練習問題:
[a] 冷却装置の文章で「確かに、特許文献1の装置は」で始まる段落を、大事な点を残して短い箇条書きにまとめてください。
[b] 冷却装置の文章を、最後の文の続きから書き進めてください。

═══ 原文抜粋 ═══

説明

冷却装置

【課題】ポンプへの空気の混入を防止し、所定の温度の冷却液を安定して送り続けることができるコンパクトなタンクの冷却装置を提供する。
【解決手段】冷却液を貯留するタンク10の内部を、仕切り壁11で低温槽13と高温槽12に分割する。仕切り壁11は、タンク10内の冷却液の平均液面より下方に連通部14を有している。低温槽13に接続し、第1ポンプ40と被冷却体の熱交換路91とを介して、高温槽12に接続する第1循環路20と、高温槽13に接続し、第2ポンプ50と冷却液冷却用の熱交換器80とを介して、低温槽13に接続する第2循環路30を設ける。
そして、低温槽13から熱交換路91までの間に温度センサ60を配設し、温度センサ60の計測値に基づき、第2ポンプを作動または停止させる。

【発明の詳細な説明】
【技術分野】
【0001】
本発明は、冷却液のタンクを有し、冷却液を強制循環させて被冷却体を冷却する冷却装置に関するものである。
【背景技術】
【0002】
冷却水を貯留するタンクを有し、冷却水を強制循環させて被冷却体を冷却する冷却装置として、タンクを小型化するために、タンクの内部に仕切り壁を設け、低温槽と高温槽に分割した特許文献1記載の装置が知られている。
【0003】
確かに、特許文献1の装置は、従来の冷却装置よりもタンクが小型化されている。しかし、冷却水の温度調節をする際、冷却水が仕切り壁の上を乗り越えるため、その際、泡を生じさせ、ポンプに空気が混入するおそれがある。また、被冷却体に送られる冷却水の温度、すなわち低温槽の冷却水の温度が下がりすぎたときに、高温槽の高温の冷却水を仕切り壁の上から低温槽に流入させ低温槽の冷却水の温度を調節するようになっているが、高温の冷却水のほうが低温の冷却水より比重が小さいため、すぐに混合せず、被冷却体に送られる冷却水の温度が所定の温度になる頃には、低温槽の冷却水の温度が高くなりすぎてしまうおそれがある。つまり、被冷却体に送る冷却水の温度を一定に保つのが困難である。
【先行技術文献】
【特許文献】
【0004】
【特許文献1】特開平10−2652号公報
【発明の概要】
【発明が解決しようとする課題】
【0005】
本発明は、このような事情に鑑みてなされたものであり、ポンプへの空気の混入を防止し、所定の温度の冷却液を安定して送り続けることができるコンパクトなタンクの冷却装置を提供することを目的としている。

═══ データ ═══

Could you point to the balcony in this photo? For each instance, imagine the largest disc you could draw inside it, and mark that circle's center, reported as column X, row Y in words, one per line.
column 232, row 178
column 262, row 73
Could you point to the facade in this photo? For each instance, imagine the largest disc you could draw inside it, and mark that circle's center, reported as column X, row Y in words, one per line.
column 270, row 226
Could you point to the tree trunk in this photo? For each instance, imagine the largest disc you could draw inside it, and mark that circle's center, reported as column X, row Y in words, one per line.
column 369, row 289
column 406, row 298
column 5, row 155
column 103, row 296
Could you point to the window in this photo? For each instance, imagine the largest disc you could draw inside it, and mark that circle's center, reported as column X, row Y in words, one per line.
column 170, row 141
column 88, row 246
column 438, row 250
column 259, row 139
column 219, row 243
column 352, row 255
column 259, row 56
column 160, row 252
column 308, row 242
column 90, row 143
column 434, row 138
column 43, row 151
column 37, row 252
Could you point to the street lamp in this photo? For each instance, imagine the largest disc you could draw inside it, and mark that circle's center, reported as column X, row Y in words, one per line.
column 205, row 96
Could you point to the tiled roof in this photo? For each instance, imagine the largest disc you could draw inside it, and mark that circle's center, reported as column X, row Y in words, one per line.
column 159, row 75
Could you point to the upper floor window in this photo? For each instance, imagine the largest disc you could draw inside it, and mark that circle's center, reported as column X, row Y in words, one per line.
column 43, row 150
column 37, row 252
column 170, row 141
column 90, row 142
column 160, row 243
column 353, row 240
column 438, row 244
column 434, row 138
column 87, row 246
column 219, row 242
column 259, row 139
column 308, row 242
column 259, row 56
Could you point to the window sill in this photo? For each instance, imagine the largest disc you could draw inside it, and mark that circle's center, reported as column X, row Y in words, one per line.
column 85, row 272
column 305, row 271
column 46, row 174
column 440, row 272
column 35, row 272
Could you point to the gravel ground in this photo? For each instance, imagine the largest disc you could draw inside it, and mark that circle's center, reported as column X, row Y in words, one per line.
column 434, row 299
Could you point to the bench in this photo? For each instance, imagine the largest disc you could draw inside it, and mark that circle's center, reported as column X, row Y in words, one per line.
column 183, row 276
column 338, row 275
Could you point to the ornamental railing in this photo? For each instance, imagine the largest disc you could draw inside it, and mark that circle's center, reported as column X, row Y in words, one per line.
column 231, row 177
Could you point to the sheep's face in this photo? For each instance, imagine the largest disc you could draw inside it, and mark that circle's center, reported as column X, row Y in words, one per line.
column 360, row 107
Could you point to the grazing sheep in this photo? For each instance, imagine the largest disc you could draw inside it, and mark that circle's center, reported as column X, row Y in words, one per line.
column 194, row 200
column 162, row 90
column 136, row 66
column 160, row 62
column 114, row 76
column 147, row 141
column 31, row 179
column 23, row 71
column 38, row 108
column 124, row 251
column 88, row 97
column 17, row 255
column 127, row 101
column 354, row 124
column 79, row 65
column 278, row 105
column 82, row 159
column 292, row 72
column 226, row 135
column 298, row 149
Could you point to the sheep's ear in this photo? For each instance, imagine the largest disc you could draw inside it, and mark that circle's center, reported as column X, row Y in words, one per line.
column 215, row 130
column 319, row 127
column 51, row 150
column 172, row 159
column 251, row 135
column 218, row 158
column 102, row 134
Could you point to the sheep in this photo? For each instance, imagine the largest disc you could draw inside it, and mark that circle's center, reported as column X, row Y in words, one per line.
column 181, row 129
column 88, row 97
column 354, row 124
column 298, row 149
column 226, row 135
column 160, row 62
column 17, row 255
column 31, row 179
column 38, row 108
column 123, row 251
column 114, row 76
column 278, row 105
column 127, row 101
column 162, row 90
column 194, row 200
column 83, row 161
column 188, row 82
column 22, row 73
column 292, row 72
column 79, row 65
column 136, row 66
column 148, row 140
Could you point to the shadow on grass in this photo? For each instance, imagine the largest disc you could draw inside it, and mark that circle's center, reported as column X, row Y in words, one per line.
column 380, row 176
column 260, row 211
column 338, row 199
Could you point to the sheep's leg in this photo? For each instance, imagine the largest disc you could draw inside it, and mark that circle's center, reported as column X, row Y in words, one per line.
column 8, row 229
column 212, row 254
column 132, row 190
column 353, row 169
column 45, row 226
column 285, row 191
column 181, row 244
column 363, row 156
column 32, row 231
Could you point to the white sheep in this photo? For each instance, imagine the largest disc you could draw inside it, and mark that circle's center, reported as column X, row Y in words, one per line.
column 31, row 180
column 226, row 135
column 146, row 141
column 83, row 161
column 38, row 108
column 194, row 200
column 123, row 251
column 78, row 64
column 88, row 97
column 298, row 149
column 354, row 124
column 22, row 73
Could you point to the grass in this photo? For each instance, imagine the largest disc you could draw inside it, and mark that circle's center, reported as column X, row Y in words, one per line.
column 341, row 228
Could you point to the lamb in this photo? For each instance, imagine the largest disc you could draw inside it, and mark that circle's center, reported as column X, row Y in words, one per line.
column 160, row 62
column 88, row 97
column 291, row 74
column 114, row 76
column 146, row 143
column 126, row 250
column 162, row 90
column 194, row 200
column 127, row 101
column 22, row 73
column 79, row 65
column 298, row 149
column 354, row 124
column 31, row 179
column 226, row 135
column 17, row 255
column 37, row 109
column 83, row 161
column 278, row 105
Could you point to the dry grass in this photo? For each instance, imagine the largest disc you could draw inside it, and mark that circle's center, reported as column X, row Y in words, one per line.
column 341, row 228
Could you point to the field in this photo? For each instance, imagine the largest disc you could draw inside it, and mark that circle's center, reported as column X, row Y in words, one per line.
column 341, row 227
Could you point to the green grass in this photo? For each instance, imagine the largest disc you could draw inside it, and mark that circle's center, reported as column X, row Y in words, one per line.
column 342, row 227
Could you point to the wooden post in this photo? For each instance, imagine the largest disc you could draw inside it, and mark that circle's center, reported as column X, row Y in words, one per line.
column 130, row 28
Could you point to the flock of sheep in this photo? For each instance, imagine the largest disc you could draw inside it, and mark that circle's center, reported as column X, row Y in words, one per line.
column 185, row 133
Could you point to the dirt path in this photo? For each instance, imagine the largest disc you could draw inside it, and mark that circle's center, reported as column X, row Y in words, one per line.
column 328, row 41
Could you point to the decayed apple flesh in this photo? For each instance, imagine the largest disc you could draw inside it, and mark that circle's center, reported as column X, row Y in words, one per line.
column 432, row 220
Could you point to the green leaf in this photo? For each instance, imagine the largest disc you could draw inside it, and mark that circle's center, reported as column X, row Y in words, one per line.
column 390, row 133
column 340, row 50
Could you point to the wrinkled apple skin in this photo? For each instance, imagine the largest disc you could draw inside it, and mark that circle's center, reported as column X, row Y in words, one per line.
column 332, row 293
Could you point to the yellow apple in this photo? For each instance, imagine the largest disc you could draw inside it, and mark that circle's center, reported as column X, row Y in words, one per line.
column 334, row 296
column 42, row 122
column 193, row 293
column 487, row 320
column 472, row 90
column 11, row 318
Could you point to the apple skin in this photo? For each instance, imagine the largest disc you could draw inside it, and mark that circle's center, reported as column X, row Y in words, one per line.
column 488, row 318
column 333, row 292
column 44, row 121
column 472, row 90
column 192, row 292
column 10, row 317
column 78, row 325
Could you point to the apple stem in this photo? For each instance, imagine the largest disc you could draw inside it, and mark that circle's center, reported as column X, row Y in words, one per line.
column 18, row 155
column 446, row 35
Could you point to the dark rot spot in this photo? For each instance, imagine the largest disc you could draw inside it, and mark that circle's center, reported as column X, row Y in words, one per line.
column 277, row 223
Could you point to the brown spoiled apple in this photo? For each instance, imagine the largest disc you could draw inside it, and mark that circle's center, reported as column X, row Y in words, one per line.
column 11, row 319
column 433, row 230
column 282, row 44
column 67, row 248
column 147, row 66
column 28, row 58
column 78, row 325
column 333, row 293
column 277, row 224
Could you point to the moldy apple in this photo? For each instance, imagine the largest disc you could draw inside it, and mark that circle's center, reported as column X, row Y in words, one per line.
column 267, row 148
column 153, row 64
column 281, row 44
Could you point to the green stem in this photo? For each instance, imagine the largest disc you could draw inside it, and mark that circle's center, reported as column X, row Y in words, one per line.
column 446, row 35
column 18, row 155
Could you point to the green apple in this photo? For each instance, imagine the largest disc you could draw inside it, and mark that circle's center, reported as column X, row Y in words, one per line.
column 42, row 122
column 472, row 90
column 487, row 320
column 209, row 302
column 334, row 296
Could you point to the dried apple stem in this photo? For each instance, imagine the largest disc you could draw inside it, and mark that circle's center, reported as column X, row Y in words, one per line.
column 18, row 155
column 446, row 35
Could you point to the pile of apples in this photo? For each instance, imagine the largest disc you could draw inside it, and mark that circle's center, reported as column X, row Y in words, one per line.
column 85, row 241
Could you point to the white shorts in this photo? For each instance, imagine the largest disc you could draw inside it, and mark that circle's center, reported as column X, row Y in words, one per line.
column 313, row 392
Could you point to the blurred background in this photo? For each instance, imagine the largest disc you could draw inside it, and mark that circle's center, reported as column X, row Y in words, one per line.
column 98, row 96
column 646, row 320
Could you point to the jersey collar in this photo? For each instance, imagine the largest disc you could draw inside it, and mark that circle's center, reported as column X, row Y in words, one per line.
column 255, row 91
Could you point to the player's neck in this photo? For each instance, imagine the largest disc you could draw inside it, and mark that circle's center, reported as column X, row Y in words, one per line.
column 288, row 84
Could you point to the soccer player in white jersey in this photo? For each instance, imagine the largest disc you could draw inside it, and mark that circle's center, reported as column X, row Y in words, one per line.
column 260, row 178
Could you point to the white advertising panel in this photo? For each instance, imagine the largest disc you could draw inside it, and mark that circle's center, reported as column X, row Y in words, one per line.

═══

各問の解答:
[a]
- 特許文献1の装置は、これまでの冷却装置よりタンクが小さい。
- ただし、温度を調整するときに冷却水が仕切り壁を乗り越えるので泡ができ、ポンプに空気が入るおそれがある。
- 低温槽の冷却水が冷えすぎたときは、高温槽の熱い冷却水を仕切り壁の上から低温槽に流し込んで温度を調整する。
- ところが、熱い冷却水は冷たい冷却水より比重が小さく、すぐには混ざらない。そのため、被冷却体に送る冷却水が所定の温度になる頃には、低温槽の冷却水が熱くなりすぎるおそれがある。
- つまり、被冷却体に送る冷却水の温度を一定に保つのが難しい。

[b]
【課題を解決するための手段】
【0006】
上記課題を解決するために、請求項1に係る発明は、
内部の仕切り壁にて低温槽と高温槽とが形成された冷却液を貯留するタンクと、
前記低温槽に低温液吸入口で接続され、被冷却体の熱交換路を介して、前記高温槽に高温液吐出口で接続される第1循環路と、
前記高温槽に高温液吸入口で接続され、冷却液冷却用の熱交換器を介して、前記低温槽に低温液吐出口で接続される第2循環路と、
前記第1循環路に冷却液を強制循環させる第1ポンプと、
前記第2循環路に冷却液を強制循環させる第2ポンプと、
前記低温液吸入口から前記被冷却体の熱交換路までの間の前記第1循環路内に配設され、前記被冷却体に送られる冷却液の温度を計測する第1温度センサと、
第1温度センサの計測値に基づき、第2ポンプを作動または停止させる第2ポンプ制御部と、
を備える冷却装置において、
前記仕切り壁は、前記タンク内の冷却液の平均液面より下方に連通部を有していることを特徴としている。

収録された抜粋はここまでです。